### What the task requires
Find the line containing "Query: white road marking line" in the entries below. Restate it and each line after it, word for word, up to and including the line containing "# each result a point per instance, shaped like [(731, 367)]".

--- Data supplied ---

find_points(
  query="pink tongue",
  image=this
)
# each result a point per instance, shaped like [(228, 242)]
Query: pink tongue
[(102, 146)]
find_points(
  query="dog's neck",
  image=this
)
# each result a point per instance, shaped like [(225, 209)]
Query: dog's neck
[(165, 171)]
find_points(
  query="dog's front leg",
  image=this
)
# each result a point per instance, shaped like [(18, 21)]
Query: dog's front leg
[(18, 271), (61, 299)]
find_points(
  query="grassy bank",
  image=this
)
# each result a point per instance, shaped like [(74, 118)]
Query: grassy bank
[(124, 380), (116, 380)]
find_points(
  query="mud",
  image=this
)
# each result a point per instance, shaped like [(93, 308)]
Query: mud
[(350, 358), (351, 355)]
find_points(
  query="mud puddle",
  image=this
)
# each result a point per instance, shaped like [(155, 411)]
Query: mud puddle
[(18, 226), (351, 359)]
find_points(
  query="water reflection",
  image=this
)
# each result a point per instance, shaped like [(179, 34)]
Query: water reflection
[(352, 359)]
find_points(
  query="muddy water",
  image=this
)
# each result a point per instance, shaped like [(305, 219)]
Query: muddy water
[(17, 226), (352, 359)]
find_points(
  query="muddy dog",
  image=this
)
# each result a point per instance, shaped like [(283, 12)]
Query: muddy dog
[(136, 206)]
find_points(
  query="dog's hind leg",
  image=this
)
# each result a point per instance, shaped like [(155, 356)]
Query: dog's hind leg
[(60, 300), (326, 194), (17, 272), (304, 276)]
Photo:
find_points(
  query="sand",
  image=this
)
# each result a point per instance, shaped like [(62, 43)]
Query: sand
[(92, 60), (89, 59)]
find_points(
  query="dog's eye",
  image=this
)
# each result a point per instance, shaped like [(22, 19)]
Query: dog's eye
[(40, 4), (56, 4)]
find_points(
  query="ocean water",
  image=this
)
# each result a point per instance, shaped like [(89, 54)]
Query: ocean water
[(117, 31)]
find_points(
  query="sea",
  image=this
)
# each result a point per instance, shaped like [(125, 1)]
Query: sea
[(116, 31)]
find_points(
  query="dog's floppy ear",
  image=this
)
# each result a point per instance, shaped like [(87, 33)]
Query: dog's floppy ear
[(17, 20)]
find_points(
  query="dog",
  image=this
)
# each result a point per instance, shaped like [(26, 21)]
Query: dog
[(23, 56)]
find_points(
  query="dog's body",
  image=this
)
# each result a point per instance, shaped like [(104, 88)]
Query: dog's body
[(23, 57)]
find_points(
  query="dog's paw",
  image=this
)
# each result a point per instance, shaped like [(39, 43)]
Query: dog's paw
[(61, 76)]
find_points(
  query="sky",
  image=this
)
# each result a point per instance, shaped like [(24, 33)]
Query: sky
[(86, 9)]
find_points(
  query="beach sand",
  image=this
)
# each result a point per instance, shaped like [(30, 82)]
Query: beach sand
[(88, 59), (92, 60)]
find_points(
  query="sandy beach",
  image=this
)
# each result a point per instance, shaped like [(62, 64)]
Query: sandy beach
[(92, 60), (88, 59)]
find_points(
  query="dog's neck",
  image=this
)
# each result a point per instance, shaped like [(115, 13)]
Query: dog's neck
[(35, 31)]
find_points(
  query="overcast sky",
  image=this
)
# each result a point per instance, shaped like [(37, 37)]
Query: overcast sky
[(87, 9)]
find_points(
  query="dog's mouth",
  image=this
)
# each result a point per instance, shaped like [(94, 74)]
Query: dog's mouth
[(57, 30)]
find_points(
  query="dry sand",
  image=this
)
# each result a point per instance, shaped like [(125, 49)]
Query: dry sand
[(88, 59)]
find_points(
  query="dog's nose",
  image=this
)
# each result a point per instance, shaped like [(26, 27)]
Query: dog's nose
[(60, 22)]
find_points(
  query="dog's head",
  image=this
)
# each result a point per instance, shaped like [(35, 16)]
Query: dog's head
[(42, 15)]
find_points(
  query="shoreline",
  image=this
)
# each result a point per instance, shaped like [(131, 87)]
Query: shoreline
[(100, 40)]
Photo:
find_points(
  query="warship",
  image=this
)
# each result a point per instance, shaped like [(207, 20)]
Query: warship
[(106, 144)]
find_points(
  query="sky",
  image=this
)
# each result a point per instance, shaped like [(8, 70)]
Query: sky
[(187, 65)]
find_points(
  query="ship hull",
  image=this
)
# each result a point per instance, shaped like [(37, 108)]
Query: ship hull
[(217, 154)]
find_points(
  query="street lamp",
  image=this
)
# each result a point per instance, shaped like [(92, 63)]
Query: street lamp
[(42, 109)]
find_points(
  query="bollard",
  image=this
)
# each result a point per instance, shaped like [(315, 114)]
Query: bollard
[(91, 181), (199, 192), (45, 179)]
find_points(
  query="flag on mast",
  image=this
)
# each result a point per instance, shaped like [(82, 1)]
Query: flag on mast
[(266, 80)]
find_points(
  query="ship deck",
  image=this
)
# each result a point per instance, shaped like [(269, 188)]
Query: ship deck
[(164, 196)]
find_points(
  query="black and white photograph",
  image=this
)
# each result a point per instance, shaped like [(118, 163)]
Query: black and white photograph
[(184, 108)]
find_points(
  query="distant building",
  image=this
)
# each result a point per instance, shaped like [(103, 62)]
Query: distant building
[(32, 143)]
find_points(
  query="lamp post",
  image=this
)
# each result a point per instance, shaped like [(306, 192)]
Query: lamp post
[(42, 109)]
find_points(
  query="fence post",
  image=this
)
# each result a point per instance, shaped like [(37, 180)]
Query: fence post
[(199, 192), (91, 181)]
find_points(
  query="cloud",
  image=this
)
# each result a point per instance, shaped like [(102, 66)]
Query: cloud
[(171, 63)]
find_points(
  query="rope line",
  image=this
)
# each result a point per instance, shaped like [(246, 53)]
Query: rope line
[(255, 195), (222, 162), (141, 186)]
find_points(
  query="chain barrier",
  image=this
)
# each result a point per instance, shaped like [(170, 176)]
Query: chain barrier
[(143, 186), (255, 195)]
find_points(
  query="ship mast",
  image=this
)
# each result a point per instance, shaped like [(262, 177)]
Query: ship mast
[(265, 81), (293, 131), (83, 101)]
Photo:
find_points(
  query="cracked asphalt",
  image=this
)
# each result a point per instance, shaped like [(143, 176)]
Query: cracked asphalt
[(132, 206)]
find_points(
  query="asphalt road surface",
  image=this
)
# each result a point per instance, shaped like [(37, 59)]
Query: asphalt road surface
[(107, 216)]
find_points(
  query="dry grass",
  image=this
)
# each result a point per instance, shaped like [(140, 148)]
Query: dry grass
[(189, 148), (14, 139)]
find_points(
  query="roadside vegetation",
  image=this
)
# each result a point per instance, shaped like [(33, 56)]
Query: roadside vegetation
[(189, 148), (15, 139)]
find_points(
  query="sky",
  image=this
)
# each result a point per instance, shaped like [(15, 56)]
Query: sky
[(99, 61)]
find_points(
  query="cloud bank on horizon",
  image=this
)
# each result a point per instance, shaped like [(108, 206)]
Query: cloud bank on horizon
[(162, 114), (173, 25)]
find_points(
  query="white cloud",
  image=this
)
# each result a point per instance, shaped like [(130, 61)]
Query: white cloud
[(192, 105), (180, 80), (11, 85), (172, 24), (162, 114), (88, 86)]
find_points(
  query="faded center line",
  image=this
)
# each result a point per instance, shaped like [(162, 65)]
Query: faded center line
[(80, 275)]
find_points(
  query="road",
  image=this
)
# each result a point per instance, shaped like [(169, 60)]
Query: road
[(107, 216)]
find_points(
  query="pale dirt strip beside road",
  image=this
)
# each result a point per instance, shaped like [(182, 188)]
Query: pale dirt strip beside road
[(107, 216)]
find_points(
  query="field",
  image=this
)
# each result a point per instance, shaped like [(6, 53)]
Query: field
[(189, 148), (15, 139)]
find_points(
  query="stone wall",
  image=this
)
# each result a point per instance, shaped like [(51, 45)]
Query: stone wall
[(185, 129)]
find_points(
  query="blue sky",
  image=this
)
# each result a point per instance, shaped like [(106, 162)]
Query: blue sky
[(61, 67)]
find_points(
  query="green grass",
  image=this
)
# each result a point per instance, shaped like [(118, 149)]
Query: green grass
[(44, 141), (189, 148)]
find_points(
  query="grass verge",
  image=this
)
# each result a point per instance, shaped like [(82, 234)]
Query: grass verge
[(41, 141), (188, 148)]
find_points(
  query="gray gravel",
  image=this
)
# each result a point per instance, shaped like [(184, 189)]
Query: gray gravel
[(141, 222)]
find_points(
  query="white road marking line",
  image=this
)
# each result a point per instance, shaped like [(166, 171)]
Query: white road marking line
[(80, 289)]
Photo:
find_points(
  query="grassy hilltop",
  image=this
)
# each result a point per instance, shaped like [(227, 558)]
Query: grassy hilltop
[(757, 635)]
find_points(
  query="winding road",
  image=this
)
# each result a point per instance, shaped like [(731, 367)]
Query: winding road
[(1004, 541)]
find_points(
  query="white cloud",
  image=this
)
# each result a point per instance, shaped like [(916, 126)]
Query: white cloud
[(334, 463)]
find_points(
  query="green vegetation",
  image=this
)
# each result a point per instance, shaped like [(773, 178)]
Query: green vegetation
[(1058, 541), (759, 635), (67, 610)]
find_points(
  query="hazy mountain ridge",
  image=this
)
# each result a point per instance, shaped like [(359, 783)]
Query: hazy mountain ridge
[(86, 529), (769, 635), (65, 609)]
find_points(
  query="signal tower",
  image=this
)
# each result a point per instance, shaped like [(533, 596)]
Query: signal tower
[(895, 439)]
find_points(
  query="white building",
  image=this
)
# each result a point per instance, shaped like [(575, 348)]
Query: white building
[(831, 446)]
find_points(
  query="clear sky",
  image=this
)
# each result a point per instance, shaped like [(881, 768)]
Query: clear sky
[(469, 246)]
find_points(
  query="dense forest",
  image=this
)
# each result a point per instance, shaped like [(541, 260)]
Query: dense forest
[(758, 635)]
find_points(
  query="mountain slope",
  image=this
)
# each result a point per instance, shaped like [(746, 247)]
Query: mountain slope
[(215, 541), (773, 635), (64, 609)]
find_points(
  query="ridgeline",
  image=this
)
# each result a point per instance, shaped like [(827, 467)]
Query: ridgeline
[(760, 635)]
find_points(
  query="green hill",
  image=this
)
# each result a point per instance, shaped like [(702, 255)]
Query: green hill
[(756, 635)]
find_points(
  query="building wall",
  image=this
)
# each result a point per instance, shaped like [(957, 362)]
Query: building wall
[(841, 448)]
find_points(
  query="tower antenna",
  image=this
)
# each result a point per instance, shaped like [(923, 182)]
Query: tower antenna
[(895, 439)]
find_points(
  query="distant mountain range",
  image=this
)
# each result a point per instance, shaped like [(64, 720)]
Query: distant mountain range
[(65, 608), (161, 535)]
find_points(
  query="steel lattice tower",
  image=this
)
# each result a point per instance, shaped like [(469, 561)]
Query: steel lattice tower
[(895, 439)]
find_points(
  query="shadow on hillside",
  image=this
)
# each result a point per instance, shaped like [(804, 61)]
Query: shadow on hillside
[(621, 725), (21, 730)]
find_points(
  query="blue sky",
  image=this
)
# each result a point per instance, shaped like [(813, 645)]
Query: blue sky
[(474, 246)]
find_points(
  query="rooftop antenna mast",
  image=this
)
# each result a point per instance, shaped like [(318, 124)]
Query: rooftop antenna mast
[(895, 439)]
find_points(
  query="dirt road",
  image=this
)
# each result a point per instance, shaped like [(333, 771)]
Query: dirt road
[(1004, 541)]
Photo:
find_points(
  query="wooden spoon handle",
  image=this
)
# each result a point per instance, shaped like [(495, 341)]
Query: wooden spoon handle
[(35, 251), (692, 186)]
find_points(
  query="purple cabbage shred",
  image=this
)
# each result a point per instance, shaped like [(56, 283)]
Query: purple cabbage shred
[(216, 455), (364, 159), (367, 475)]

---

### Result
Query: white road marking line
[(80, 289)]
Photo:
find_points(
  query="grassy hilltop",
  image=this
)
# each result a point per instance, shaped like [(227, 558)]
Query: grassy hilltop
[(757, 635)]
find_points(
  query="winding road",
  image=this
)
# each result a point per instance, shaped like [(731, 367)]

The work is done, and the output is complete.